Consignes et exigences = Reproduisez toutes les lignes des items, requêtes comprises, en décalant de -129 chaque coordonnée des boîtes englobantes données en résultat, sans modifier les requêtes ni les exemples de format. N'incluez pas les images dans votre réponse.

Données =
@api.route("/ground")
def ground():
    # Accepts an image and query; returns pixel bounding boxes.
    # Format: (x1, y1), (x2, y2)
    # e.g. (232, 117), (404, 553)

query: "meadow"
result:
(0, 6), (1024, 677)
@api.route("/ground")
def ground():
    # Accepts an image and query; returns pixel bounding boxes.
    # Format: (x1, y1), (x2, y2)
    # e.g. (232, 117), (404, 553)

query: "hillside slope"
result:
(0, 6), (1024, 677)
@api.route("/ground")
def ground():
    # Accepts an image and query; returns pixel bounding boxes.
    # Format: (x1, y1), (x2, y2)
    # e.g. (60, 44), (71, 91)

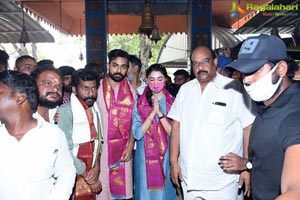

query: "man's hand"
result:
(239, 171), (251, 197)
(219, 153), (247, 172)
(85, 167), (100, 185)
(120, 145), (133, 162)
(170, 163), (183, 187)
(90, 180), (102, 193)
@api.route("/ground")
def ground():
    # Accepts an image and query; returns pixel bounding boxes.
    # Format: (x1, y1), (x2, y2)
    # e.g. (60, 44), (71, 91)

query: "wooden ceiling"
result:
(23, 0), (270, 35)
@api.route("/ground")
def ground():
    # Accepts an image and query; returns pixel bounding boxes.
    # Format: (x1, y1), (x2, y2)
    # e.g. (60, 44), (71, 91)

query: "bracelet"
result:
(158, 114), (166, 120)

Résultat attendu =
@api.route("/ground")
def ground():
    # Accepts an image and query; returns pixel bounding boxes.
    # Format: (x1, y1), (x2, y2)
    # e.g. (232, 117), (404, 553)

query: "meadow"
result:
(-129, -123), (895, 548)
@api.route("/ground")
def ground():
    # Accepts an image and query; returns pixel bounding boxes.
    # Format: (x1, y1), (x2, y2)
    # e.g. (232, 117), (404, 553)

query: "hillside slope"
result:
(-129, -123), (895, 548)
@api.route("/ground")
def ground():
    # Accepts an image and query; returns pixel bounding boxes.
    # Format: (x1, y1), (x2, y2)
    # e.g. (60, 44), (71, 91)


query: "man's hand"
result:
(110, 42), (122, 68)
(90, 24), (118, 43)
(-44, 38), (-29, 56)
(-9, 16), (4, 33)
(41, 34), (54, 58)
(-39, 51), (-27, 64)
@api.route("/ground")
def ground():
    # Accepts an image and query; returns pixel bounding boxes.
    # Format: (x1, y1), (x2, y2)
    # e.g. (60, 44), (71, 91)

query: "wooden ceiling"
result:
(-106, -129), (141, -94)
@api.route("/ground")
def ground():
    # Accepts an image and query; returns pixel bounding boxes.
    # Format: (x1, y1), (x2, y2)
    # e.g. (60, 44), (71, 91)

query: "bracelet"
result:
(29, -15), (37, -9)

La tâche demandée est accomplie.